Exercise directions: In the article below about the Phoenix VA whistleblower, what job does Paula Pedene now hold in the basement?

Page text:
_ _ _ _

Phoenix VA Whistleblower Punished

By    |   Monday, 04 August 2014 01:03 PM EDT ET

A whistleblower at the Phoenix Veterans Affair Hospital has been punished by being placed in a lower-ranking job, The Washington Post reported.

For more than two months, Paula Pedene has languished in the basement of the Phoenix Veterans Affairs Hospital, booted from her former position and kicked downstairs into a lonely, isolated, do-nothing job, because, she told the newspaper, she blew the whistle on her former boss.

Pedene, 56, after a 20-year career as chief spokeswoman for the Phoenix VA, was punished for her 2010 role in revealing a mismanagement scandal in the Phoenix office that resulted in an $11.4 million shortfall in the hospital budget.

Retribution was swift, she told the Post. In late 2012, she was accused of allowing her husband to download photos of a Veterans Day parade into her VA computer, and exiled to the hospital library, losing her BlackBerry, her spokeswoman position and her government email address. In April, the library, and Pedene, were moved to the windowless basement, where she toils as an assistant receptionist.

Her former ally, one-time VA Dr. Sam Foote, told the Post, "They took her out from there like she'd sold nuclear secrets to the Iranians."

The decision to move Pedene to the library was imposed by Sharon Helman, the former director, who was placed on leave this year, on her full $170,000 salary, after the VA confirmed the facility manipulated patient wait-time records to trigger executive bonuses, according to the Arizona Republic.

"There's a long, rich tradition of exiling whistleblowers to dusty, dark closets or hallways or public spaces," Tom Devine of Government Accountability, told the Post. "The old bureaucratic equivalent of putting a whistleblower in the stocks."

On the surface, the action would appear to be illegal, since passage of the Prohibited Personnel Practices act in 1994, but according to Sen. Charles Grassley, R-Iowa, it still occurs.

_ _ _ _

Information provided:
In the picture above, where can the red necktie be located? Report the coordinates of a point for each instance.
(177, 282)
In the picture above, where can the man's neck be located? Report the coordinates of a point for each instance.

_ _ _ _

The completed task: Assistant receptionist.